=== LISTING ===

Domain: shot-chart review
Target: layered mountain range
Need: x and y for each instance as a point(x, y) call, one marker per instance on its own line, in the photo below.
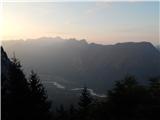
point(75, 63)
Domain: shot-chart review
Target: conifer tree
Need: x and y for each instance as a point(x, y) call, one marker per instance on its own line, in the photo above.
point(40, 106)
point(16, 96)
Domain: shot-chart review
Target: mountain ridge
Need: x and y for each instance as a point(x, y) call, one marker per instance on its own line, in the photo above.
point(80, 62)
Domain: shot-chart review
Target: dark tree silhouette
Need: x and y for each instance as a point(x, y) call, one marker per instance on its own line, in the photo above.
point(125, 99)
point(40, 106)
point(85, 104)
point(15, 99)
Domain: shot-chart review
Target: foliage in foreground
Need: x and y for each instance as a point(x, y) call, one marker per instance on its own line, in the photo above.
point(26, 99)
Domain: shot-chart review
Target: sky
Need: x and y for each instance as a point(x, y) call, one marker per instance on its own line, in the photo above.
point(99, 22)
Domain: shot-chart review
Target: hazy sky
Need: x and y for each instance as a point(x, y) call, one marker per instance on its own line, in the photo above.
point(101, 22)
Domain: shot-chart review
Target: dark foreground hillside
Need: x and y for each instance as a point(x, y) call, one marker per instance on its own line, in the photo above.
point(26, 99)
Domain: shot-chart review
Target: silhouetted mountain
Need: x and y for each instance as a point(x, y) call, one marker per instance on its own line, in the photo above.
point(5, 63)
point(74, 63)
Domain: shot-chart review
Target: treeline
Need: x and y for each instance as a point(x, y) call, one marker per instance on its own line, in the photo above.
point(26, 99)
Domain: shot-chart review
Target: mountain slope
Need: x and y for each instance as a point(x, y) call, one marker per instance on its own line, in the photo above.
point(76, 63)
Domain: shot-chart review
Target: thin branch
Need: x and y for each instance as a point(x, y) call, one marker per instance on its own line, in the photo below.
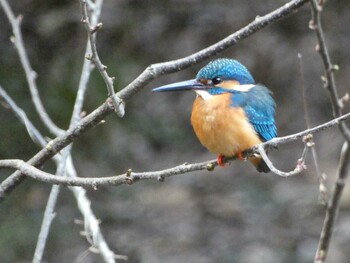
point(333, 206)
point(321, 177)
point(329, 79)
point(149, 74)
point(94, 57)
point(159, 69)
point(329, 84)
point(131, 177)
point(91, 223)
point(49, 216)
point(29, 72)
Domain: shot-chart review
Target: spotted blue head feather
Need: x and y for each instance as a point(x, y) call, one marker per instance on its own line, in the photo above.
point(226, 69)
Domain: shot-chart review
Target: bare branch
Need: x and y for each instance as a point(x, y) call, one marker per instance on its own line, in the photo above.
point(321, 177)
point(149, 74)
point(91, 223)
point(131, 177)
point(91, 30)
point(337, 104)
point(333, 206)
point(159, 69)
point(329, 82)
point(49, 216)
point(29, 72)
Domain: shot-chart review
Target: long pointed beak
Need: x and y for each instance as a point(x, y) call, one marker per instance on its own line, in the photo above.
point(183, 85)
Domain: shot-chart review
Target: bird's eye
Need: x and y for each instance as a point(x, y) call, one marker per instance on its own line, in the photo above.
point(216, 80)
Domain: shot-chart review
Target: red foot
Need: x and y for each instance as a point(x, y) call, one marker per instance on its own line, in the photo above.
point(240, 156)
point(221, 160)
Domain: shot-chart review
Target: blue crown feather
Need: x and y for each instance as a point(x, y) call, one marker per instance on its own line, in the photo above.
point(226, 69)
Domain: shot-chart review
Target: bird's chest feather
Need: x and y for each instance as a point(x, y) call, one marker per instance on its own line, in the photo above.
point(221, 128)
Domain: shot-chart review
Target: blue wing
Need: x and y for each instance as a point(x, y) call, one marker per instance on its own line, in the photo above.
point(259, 107)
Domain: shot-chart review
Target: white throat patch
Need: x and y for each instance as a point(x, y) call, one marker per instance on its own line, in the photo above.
point(204, 94)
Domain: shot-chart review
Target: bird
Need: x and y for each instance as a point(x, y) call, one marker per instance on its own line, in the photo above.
point(231, 112)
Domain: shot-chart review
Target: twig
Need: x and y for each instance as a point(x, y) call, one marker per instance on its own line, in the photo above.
point(159, 69)
point(321, 177)
point(329, 79)
point(149, 74)
point(91, 225)
point(131, 177)
point(329, 84)
point(48, 217)
point(29, 72)
point(333, 206)
point(91, 30)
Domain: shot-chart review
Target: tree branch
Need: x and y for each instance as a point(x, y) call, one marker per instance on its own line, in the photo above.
point(29, 72)
point(149, 74)
point(333, 206)
point(91, 29)
point(329, 84)
point(131, 177)
point(91, 225)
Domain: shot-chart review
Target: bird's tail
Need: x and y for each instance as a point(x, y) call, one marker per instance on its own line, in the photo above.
point(260, 164)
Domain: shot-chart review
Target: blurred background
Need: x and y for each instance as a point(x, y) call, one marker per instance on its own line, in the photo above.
point(232, 214)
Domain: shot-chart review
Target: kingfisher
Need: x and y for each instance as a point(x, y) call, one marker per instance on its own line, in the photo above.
point(231, 112)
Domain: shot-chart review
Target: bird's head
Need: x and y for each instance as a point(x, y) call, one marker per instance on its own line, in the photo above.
point(217, 77)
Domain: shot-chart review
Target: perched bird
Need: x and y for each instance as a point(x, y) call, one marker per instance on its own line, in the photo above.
point(231, 113)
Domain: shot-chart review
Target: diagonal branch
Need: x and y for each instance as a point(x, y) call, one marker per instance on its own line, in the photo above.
point(333, 206)
point(92, 29)
point(29, 72)
point(131, 177)
point(330, 85)
point(149, 74)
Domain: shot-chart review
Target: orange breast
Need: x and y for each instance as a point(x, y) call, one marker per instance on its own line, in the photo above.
point(221, 128)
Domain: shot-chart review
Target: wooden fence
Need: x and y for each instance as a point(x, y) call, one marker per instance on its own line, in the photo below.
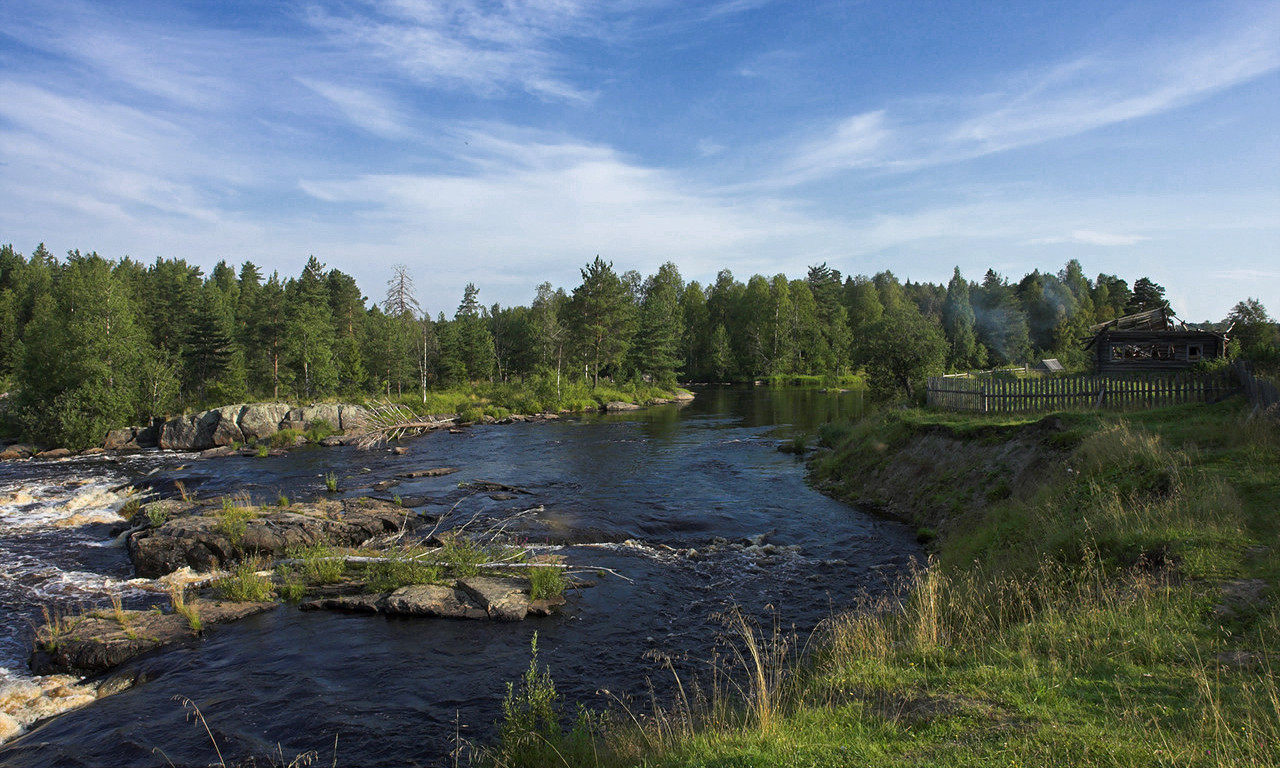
point(1061, 393)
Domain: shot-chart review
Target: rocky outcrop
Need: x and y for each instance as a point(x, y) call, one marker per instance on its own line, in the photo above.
point(18, 451)
point(104, 639)
point(205, 538)
point(479, 597)
point(620, 406)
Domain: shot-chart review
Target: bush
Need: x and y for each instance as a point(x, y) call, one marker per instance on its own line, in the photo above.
point(245, 584)
point(545, 583)
point(393, 574)
point(233, 519)
point(319, 430)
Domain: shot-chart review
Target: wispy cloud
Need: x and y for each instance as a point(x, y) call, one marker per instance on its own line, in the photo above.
point(361, 108)
point(483, 48)
point(1091, 237)
point(1075, 96)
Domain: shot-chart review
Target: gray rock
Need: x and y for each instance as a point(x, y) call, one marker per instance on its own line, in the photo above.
point(190, 433)
point(620, 406)
point(353, 603)
point(18, 451)
point(432, 599)
point(503, 599)
point(327, 412)
point(261, 420)
point(119, 439)
point(195, 536)
point(227, 429)
point(352, 419)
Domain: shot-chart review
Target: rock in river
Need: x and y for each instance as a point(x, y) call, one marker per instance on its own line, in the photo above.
point(96, 641)
point(205, 536)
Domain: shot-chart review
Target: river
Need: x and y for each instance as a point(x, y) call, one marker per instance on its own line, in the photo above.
point(659, 496)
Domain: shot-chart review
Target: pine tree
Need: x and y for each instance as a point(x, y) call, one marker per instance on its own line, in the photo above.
point(958, 321)
point(661, 327)
point(602, 318)
point(474, 339)
point(1147, 295)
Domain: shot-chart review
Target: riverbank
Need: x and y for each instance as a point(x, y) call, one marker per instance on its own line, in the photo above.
point(263, 426)
point(1102, 593)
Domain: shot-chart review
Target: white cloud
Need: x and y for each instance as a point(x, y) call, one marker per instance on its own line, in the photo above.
point(1075, 96)
point(364, 109)
point(1092, 237)
point(488, 49)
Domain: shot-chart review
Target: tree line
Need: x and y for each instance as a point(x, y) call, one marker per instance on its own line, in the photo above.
point(88, 343)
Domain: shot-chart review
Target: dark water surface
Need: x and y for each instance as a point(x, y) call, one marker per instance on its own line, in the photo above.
point(631, 492)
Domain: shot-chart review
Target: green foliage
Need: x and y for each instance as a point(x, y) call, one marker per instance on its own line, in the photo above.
point(904, 347)
point(319, 430)
point(91, 344)
point(286, 438)
point(233, 519)
point(245, 584)
point(394, 572)
point(545, 583)
point(530, 734)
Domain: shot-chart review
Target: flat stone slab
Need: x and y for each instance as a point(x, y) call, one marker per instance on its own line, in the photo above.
point(432, 472)
point(100, 640)
point(432, 599)
point(195, 536)
point(478, 598)
point(503, 599)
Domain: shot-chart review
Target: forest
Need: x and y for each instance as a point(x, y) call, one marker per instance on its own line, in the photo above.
point(90, 343)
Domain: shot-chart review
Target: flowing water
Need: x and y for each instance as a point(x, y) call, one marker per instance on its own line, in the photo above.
point(666, 497)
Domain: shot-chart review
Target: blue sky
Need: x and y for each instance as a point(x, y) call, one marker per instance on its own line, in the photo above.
point(508, 142)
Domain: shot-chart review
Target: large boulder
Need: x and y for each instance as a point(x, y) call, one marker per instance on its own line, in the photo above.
point(227, 430)
point(503, 599)
point(190, 433)
point(119, 439)
point(18, 451)
point(352, 419)
point(432, 599)
point(328, 412)
point(620, 406)
point(103, 639)
point(199, 535)
point(259, 421)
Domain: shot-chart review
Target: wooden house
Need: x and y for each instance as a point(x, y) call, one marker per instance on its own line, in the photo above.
point(1153, 341)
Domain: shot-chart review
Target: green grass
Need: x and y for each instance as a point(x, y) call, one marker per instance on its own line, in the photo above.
point(233, 519)
point(245, 584)
point(538, 394)
point(396, 572)
point(1077, 621)
point(545, 583)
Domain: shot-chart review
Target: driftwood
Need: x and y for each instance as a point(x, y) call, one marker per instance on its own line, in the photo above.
point(389, 421)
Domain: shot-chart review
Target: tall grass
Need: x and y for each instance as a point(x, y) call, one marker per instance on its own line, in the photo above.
point(1069, 626)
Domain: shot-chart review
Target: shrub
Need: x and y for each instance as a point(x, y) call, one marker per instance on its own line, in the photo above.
point(286, 438)
point(233, 519)
point(245, 584)
point(545, 583)
point(178, 599)
point(394, 572)
point(319, 430)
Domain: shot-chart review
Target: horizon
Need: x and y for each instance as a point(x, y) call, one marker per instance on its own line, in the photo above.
point(510, 144)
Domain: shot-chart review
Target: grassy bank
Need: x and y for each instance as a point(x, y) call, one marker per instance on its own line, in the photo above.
point(535, 396)
point(1101, 594)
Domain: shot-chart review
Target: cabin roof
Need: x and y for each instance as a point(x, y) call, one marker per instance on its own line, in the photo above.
point(1159, 323)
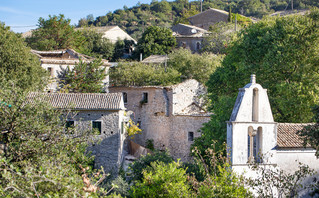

===

* _TASK BRIEF_: Rewrite the lines from the first line of the items through the line that has "point(16, 96)" as a Markdown table with columns Row and Text, one numbered row per line and no rows for blank lines. Leave the pictures out.

* _PROBLEM SOLUTION_:
| Row | Text |
|---|---|
| 1 | Domain: shot-chart review |
| 2 | Target: layered mountain range |
| 3 | Need: x and y for each instance as a point(x, y) call, one marker per instance on its own line, in the photo below. |
| 4 | point(75, 63) |
| 5 | Domain: shot-chart review |
| 6 | Target: conifer tree |
| 7 | Need: x and y for each instance as a point(x, y) call, one marker per instance on its own line, in the photo above. |
| 8 | point(40, 106) |
| 9 | point(16, 96) |